◆ **Task brief**
Please quote only the lines that start at the one with "A teaching note to the class: indicate the blue hashtag" and go on to the last line of the data, both ends kept.

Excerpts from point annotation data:
════

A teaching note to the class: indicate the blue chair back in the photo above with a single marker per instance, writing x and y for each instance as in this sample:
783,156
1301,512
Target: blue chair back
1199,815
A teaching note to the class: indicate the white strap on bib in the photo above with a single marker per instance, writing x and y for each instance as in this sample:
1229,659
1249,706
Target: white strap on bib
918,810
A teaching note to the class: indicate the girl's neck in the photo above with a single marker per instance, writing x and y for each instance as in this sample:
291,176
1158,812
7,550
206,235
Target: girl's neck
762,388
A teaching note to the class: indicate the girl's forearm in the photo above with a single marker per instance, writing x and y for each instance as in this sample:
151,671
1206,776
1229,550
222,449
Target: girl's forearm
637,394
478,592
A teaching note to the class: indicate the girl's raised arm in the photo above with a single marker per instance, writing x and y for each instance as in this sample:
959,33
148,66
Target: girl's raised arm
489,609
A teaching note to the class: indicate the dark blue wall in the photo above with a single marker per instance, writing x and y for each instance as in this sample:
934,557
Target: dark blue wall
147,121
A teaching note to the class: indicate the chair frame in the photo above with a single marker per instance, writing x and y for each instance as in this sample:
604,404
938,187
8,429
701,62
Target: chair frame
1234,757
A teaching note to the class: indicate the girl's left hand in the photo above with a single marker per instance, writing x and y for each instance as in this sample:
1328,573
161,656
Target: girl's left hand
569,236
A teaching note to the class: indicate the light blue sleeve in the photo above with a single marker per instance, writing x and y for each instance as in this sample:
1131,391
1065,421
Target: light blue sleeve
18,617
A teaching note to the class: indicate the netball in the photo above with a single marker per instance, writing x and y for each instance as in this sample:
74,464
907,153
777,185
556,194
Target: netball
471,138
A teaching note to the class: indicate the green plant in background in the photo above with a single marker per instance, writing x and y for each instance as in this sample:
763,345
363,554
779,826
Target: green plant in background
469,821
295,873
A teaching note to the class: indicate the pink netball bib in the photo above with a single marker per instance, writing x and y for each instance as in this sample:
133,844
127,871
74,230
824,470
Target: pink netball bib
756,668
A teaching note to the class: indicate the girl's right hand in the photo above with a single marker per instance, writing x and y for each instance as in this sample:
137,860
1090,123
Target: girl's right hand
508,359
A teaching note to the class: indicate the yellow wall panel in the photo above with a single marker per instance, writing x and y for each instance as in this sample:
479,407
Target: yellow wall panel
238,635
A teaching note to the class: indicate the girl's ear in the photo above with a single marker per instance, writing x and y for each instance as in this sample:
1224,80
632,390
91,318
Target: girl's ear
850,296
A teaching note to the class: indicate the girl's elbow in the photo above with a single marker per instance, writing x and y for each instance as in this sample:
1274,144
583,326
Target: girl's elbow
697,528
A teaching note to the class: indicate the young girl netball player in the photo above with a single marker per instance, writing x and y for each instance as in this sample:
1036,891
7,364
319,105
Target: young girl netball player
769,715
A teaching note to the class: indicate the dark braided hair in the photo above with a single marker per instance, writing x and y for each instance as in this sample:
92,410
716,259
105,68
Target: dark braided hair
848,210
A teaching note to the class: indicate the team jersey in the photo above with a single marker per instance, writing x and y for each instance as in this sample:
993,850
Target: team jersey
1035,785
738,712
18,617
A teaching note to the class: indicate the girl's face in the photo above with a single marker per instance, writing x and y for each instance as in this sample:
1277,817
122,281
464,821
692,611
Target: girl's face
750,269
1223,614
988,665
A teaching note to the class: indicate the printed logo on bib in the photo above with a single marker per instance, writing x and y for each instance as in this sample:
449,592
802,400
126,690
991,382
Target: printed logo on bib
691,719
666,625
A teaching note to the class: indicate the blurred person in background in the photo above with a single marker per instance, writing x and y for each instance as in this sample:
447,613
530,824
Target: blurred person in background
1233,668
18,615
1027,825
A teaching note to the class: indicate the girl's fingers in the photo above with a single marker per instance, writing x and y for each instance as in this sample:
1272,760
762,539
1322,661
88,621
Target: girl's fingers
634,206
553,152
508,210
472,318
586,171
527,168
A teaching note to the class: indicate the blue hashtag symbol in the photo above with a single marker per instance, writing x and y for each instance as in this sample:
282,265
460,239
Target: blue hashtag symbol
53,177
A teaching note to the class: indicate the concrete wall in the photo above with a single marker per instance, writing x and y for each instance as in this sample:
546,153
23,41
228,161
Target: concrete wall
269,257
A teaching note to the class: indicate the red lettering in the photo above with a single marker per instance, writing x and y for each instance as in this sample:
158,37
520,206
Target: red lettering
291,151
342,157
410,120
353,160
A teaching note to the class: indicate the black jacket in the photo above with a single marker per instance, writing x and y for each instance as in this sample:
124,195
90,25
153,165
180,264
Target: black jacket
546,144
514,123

════

◆ **Final result**
A teaching note to the class: indicate the blue hashtag symbol in the photo above with a single marker per instance, writing x and y for each instance as in this sample:
282,265
460,239
Target: blue hashtag symbol
53,177
A teaching note to the class: indicate the concrete wall in the photo above with a single marker per instance, writing x and y for each instance as in this sample:
546,153
23,41
228,161
Target: concrete wall
269,257
A teaching note to the class: indicate the red lettering in the photo above with a single marker per instance, writing x and y for each instance as in this sample:
158,37
520,206
Target: red lettering
291,151
342,157
410,120
353,160
A teaching note to the class: indicate the black jacket in the photo above with a single marker per instance, writing x and y for each instance as in this sample:
124,195
90,25
153,165
180,264
Target: black jacket
546,144
514,123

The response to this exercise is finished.